VideoPrism: A Foundational Visual Encoder for Video Understanding

VideoPrism is a general-purpose video encoder designed to handle a wide spectrum of video understanding tasks, including classification, retrieval, localization, captioning, and question answering. It is pre-trained on a massive and diverse dataset: 1 billion image-text pairs from WebLI, 36 million high-quality video-text pairs, and 582 million video clips with noisy or machine-generated parallel text (subject to data wipeout). The pre-training approach is designed for these hybrid data, to learn both from video-text pairs and the videos themselves. VideoPrism is fairly easy to adapt to new video understanding tasks, and achieves state-of-the-art performance on 31 out of 33 public video understanding benchmarks using a single frozen model.

This repository releases the model weight checkpoints and hosts JAX/Flax utility functions for checkpoint loading and model inference.

Updates

[Jul-16-25]: Released VideoPrism video-text encoders for cross-modal retrieval [Colab notebook]. 🔥🔥
[Jun-15-25]: Added models to [Hugging Face].
[Jun-05-25]: Added video encoder demo [Colab notebook].
[Jun-03-25]: Released VideoPrism video encoders (Base and Large) [Blog] [Paper]. 🔥🔥

TODOs

Add PyTorch model support.
* * * * * * *
What needs to be done — According to the VideoPrism description, on how many of the public video understanding benchmarks does the model achieve state-of-the-art performance? Please answer briefly.

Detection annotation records
* * * * * * *
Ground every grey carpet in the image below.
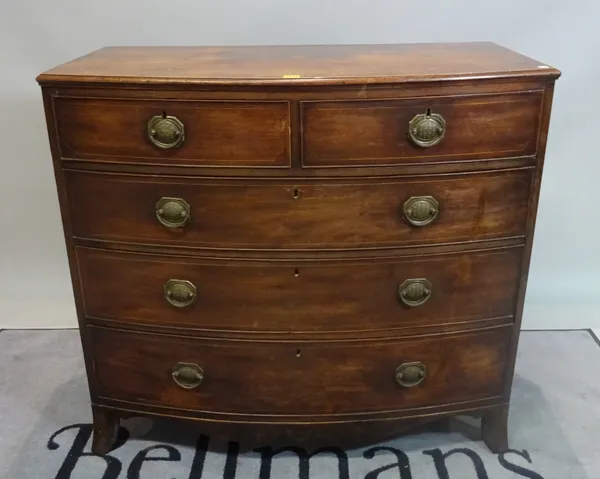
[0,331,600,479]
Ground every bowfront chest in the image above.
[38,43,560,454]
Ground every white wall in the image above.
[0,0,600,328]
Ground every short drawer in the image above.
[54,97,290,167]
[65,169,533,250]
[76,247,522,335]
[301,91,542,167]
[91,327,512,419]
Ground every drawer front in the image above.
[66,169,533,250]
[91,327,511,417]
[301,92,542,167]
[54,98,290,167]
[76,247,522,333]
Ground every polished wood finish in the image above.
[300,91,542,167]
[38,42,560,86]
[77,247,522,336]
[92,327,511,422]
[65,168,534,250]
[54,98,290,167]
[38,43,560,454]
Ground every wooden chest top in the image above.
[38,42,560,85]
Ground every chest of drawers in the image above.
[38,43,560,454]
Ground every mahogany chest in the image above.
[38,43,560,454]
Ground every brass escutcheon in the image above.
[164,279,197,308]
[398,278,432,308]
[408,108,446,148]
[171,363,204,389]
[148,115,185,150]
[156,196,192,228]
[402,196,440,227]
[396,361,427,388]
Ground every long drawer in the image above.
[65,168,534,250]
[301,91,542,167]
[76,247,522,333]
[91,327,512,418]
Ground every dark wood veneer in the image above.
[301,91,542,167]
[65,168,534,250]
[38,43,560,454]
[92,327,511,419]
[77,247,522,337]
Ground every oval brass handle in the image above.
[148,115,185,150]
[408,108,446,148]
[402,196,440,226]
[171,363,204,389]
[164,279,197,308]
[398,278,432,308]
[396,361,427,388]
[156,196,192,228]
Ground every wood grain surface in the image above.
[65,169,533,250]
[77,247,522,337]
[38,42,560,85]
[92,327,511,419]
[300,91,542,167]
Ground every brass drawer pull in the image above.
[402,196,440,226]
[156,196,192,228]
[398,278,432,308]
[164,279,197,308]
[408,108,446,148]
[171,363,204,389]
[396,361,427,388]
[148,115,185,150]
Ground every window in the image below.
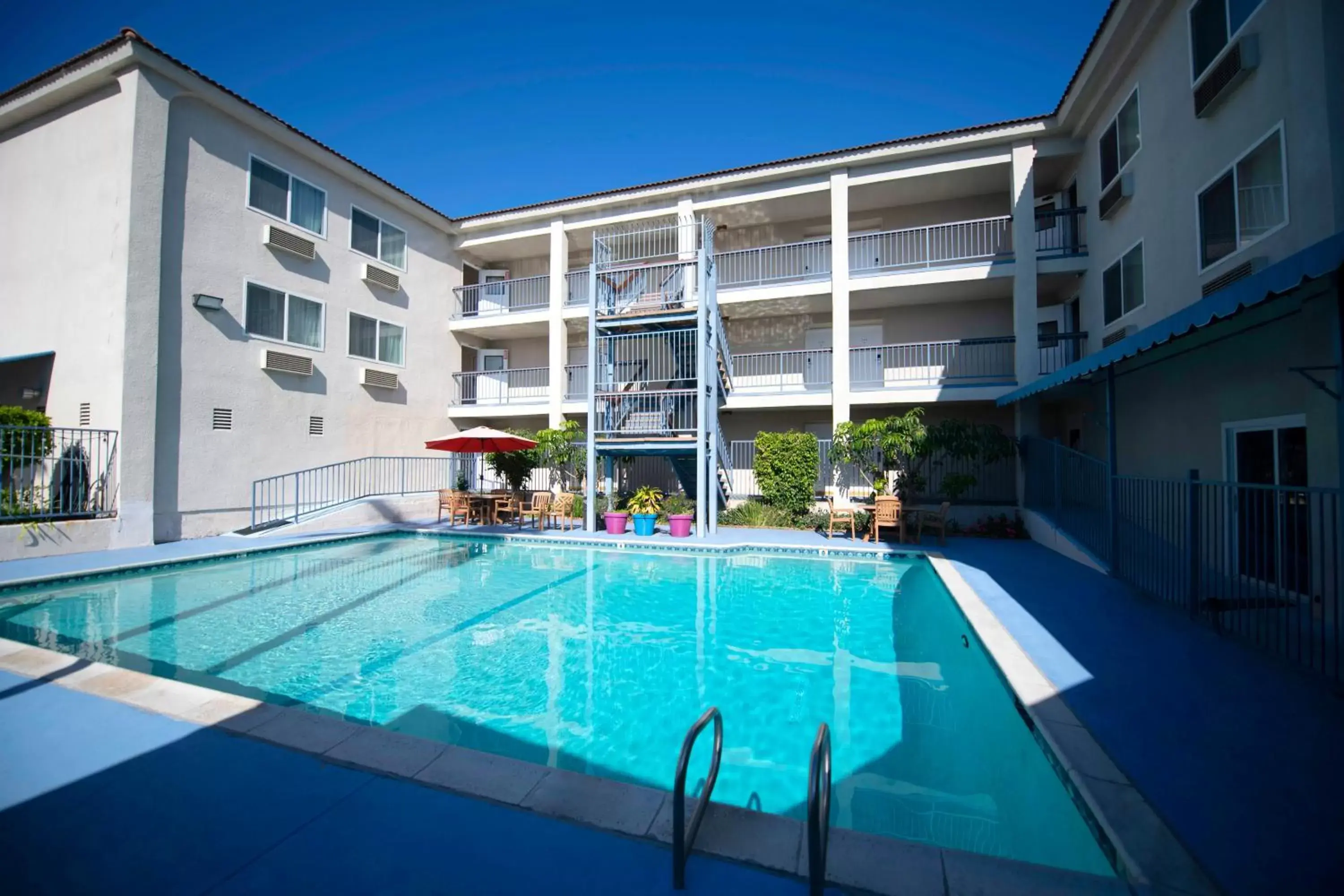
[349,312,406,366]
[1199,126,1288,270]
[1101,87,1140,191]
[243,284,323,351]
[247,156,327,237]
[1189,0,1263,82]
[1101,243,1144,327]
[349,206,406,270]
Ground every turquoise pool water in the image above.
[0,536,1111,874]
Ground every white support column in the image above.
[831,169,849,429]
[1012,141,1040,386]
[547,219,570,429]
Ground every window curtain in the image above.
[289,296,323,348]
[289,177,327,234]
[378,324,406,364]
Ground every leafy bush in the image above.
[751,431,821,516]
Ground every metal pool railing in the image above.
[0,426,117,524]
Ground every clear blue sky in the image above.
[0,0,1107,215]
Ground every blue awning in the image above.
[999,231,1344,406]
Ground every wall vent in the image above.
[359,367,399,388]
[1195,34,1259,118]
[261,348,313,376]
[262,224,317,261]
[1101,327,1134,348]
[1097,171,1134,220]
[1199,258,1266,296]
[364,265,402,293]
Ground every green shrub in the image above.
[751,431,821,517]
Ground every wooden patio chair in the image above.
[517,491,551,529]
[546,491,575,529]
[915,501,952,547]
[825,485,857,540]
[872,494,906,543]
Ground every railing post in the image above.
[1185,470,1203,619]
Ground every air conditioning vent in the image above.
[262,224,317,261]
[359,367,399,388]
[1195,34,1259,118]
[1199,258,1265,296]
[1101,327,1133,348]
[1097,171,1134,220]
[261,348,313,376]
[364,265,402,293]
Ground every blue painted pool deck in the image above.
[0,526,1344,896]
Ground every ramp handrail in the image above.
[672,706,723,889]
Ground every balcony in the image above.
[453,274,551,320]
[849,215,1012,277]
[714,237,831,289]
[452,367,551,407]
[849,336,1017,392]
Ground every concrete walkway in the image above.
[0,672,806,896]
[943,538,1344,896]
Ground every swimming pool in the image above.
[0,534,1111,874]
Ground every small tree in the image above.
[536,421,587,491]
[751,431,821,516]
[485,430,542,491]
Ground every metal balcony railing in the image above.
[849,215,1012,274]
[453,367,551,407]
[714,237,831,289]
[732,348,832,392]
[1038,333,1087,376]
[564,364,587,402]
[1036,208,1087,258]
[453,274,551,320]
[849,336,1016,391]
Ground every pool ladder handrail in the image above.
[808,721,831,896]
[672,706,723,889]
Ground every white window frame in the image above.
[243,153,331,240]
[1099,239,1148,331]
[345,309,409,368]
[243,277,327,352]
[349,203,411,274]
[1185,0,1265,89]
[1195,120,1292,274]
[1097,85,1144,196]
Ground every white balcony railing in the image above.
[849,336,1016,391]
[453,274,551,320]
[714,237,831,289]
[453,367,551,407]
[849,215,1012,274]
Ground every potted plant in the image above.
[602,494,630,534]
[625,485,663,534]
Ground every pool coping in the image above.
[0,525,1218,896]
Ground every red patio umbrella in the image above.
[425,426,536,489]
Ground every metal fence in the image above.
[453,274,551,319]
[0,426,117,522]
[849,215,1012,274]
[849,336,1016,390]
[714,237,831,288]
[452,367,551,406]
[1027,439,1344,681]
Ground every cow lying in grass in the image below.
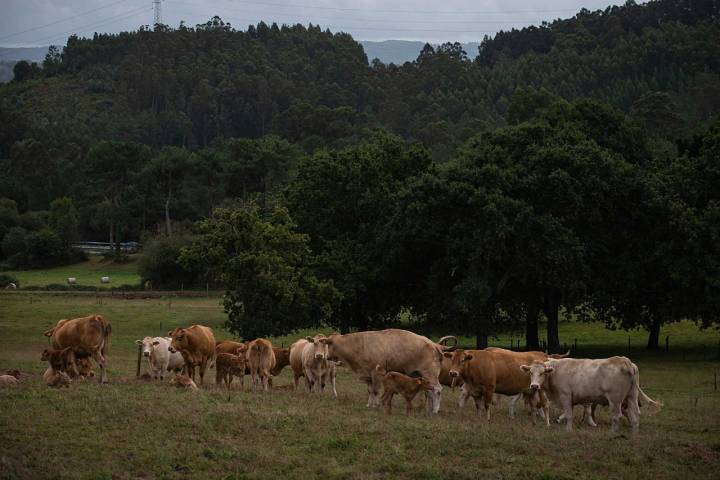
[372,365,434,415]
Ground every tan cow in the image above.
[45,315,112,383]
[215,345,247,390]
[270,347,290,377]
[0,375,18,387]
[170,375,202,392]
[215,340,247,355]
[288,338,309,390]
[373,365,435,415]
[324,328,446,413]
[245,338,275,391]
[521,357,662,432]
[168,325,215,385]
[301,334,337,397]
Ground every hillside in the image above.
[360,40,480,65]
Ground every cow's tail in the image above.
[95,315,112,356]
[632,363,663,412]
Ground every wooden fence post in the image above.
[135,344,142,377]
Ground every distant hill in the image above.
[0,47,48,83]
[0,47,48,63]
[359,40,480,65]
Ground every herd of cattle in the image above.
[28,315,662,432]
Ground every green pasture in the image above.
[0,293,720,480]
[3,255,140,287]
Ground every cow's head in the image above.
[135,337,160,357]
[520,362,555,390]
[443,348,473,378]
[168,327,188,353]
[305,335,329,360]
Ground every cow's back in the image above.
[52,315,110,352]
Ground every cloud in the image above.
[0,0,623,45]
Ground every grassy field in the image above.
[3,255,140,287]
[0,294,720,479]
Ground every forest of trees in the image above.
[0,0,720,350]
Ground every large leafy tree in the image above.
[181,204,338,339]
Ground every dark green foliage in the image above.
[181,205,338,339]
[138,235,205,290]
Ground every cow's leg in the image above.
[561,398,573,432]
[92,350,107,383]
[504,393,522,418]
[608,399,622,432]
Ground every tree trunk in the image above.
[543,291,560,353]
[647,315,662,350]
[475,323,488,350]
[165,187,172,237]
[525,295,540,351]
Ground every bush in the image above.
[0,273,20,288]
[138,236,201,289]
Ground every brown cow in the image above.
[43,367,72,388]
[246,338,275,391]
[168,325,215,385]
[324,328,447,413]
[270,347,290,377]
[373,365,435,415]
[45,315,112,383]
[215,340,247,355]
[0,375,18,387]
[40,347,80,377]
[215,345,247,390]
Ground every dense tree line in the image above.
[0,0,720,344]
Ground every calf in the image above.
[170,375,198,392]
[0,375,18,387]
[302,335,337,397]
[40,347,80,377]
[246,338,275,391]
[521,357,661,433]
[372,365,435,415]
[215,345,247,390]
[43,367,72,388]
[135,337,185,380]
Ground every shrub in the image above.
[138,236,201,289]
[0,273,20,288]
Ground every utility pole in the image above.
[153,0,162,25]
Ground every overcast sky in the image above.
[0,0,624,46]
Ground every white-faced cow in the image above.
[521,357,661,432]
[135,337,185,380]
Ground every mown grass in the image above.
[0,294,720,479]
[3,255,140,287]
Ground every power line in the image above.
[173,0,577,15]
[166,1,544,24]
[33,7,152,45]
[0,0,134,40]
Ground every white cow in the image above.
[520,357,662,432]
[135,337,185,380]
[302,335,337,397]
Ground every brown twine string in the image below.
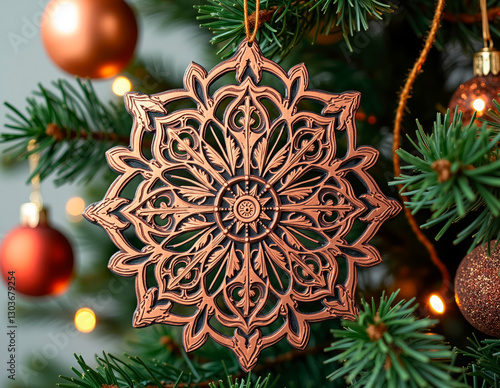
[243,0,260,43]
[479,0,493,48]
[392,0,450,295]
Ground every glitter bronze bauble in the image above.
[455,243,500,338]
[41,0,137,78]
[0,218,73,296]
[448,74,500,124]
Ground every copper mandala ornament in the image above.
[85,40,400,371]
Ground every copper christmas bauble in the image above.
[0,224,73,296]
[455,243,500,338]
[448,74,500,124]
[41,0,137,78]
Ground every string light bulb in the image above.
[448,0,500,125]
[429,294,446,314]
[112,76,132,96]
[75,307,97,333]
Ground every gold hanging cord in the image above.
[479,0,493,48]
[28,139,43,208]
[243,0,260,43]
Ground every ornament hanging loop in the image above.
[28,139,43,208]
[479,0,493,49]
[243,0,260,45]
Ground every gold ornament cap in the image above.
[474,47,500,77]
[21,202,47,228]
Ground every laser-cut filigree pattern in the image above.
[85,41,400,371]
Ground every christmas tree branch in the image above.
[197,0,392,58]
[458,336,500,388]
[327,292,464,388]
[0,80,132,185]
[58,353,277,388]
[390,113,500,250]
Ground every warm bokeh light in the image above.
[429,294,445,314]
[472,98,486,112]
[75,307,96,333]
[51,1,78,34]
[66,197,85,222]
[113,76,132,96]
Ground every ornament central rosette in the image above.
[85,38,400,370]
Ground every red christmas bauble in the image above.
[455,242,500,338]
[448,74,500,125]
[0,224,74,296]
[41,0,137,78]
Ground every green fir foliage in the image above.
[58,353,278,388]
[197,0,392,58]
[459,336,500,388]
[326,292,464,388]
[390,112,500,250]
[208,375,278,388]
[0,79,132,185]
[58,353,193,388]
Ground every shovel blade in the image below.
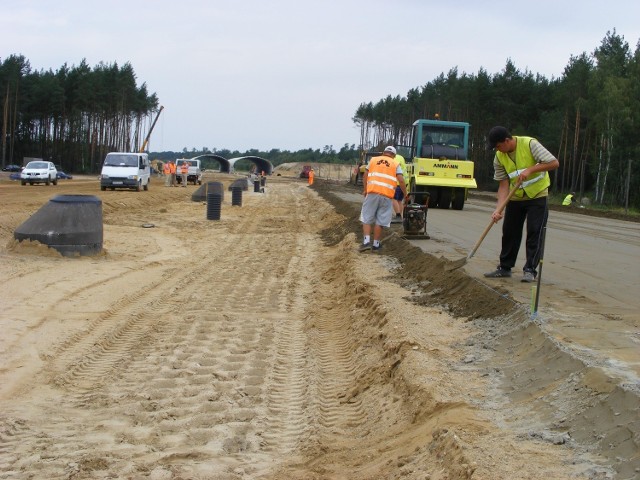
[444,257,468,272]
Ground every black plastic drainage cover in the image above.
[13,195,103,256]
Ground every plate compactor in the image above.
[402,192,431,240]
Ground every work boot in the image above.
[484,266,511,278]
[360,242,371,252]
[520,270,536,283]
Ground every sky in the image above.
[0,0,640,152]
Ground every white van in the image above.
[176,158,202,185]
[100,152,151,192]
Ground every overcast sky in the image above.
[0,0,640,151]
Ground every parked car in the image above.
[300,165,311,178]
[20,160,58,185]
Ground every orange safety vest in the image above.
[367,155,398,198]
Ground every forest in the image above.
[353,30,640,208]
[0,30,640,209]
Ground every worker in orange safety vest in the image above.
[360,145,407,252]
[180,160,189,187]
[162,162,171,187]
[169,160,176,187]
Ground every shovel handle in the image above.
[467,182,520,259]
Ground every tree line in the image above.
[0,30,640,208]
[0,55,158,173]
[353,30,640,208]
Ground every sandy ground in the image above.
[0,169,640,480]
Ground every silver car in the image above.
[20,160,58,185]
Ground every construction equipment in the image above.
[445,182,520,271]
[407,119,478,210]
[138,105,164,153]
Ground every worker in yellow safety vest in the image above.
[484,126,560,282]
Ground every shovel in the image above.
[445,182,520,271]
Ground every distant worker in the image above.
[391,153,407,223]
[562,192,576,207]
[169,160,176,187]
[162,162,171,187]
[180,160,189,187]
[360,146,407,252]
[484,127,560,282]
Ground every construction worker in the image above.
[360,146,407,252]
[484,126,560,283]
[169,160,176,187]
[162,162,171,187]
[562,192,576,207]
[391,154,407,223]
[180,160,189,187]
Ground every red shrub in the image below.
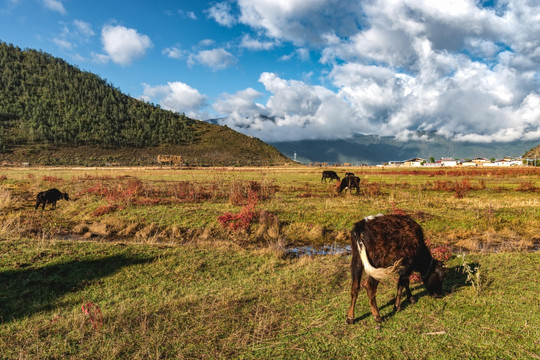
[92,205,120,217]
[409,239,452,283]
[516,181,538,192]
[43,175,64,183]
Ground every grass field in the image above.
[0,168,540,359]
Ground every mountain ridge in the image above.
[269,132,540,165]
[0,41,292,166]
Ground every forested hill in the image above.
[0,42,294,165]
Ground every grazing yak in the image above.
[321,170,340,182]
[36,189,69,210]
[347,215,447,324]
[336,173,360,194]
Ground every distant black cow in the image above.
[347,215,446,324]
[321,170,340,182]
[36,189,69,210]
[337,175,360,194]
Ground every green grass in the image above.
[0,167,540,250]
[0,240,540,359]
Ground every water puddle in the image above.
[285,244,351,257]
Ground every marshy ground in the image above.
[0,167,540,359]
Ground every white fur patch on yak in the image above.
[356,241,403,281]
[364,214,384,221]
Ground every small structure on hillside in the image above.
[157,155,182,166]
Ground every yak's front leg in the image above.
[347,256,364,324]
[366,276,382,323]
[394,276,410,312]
* * * * * * *
Solution to this problem — 31 out of 33.